Dataset content START

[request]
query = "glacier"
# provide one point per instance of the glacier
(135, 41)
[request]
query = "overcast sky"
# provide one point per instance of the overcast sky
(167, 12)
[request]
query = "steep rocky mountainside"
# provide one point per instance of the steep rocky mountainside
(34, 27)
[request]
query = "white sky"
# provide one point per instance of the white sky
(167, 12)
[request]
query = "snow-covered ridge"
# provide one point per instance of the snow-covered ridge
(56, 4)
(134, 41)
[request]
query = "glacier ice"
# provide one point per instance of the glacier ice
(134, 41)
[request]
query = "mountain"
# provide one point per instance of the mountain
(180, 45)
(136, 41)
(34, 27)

Dataset content END

> Problem requirements
Copy out each line of the records that holds the string "query".

> Response for this exercise
query = "glacier"
query = "overcast sky"
query = "steep rocky mountainside"
query = "white sky"
query = "snow-covered ridge"
query = "glacier ice"
query = "mountain"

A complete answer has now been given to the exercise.